Exercise instructions:
Recast the entries below as a two-column CSV with the headers "instruction" and "response", one row per entry. Put each entry's text and its answer in a single quoted field apiece, replacing line breaks with spaces.
◇ ◇ ◇ ◇
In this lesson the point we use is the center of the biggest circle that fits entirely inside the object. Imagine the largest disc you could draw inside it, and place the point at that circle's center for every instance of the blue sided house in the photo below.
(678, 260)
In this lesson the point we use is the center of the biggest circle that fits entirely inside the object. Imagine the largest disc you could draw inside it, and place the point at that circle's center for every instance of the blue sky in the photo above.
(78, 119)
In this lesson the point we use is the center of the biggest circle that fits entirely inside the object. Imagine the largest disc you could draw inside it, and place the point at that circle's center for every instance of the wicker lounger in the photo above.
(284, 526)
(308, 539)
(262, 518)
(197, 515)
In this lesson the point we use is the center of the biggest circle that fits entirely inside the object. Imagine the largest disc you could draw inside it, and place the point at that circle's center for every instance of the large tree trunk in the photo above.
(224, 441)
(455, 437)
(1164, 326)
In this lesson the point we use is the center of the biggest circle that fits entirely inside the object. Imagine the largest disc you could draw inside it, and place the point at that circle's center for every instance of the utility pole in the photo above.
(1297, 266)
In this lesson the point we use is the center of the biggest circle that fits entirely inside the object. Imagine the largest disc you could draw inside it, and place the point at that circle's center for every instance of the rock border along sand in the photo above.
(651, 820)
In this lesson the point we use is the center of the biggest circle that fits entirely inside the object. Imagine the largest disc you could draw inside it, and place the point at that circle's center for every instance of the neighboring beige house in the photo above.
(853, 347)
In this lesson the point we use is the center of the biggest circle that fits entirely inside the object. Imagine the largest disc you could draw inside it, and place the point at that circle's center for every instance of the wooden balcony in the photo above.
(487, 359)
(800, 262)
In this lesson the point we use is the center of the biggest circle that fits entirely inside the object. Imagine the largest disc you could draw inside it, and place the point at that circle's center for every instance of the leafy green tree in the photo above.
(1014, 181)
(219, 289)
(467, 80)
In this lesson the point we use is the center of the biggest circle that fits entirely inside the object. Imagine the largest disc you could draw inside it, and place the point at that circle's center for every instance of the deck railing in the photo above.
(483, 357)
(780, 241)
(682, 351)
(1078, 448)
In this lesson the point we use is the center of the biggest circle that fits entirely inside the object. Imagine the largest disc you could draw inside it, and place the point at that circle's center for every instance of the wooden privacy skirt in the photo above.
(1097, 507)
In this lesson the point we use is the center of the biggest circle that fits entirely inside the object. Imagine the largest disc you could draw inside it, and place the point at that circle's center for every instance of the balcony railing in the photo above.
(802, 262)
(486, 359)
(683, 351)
◇ ◇ ◇ ◇
Result for this exercise:
instruction,response
"In this lesson the point we use is the center of the biggest circle that fits entirely inside the object. Imagine the largest disc you could draw inside it, and place the point at that circle's center for every instance of the blue sided house in the photo below.","(678, 260)"
"In this lesson the point we use is the center of the biggest circle that fits entirely inside the object. Imagine the largest disc you could draw inside it, and place the point at that circle's center for every instance of the blue sky in the photo above.","(78, 119)"
"In this lesson the point we use is the center of the biggest circle that fits entirely inside the object. Imagine the largest disc you could draw inside it, and place the point at that circle's center for every instance of the wicker lounger in the photo above.","(284, 526) (308, 539) (262, 518) (197, 515)"
"In this lesson the point we use is the center of the biggest circle that fits entirely inside the object. Imagine the largest disc you could draw inside it, and place the point at that circle's center for every instance of the large tree trunk in the photo above.","(224, 441) (455, 437) (1164, 326)"
"In this lesson the point we use is the center of the biggest circle that fits entirely inside the object. Imagine the largest disc you could draw inside it, and place the point at that circle's center for every instance of the utility pole in the photo above.","(1297, 266)"
"In this lesson the point we use is the center of the biggest circle that fits entirely inside the object. Imagine the largest disc you could draw inside it, and place the point at that circle's center for every instance of the rock border along sand in the photo above.","(651, 820)"
"In this lesson the point we use is the center of the biggest circle that fits entirely inside the object. Imagine the largest disc you could draw inside it, and place the point at that circle's center for every instance of the neighboring beige house in the photo above.","(853, 347)"
"In this lesson the point we use is the center of the biggest circle that fits entirely inside the object. Imagine the largest disc you could draw inside it, and place the point at that circle's center for every instance of the wooden balcony in the photo above.","(487, 359) (800, 262)"
"In this lesson the point we use is the center of the biggest circle that fits entirely inside the object. Imagine the largest disc you could draw inside it, and place the point at that circle's center for every instance of the leafy green tree in the photo above.","(1014, 181) (219, 289) (467, 80)"
"In this lesson the point we use is the center of the biggest circle that fits entirely inside the object. Imagine the largest disc you could draw inside it, and place the point at that circle's center for every instance of the deck railing in the photo above.","(483, 357) (780, 241) (682, 351) (1078, 448)"
"In this lesson the point we use is the center of the biggest circle that fits entirely inside the object. Imagine the largest disc you could draw inside it, and place the point at that circle's center for every instance of the wooden privacy skirt in the photo above.","(1097, 507)"
"In this lesson the point we use is the center of the biggest circle that fits entirely inside the object. Imagine the largest disc you could draw inside it, and place the point at that circle's center for every instance of the balcony railing in the photo above.","(802, 262) (486, 359) (683, 351)"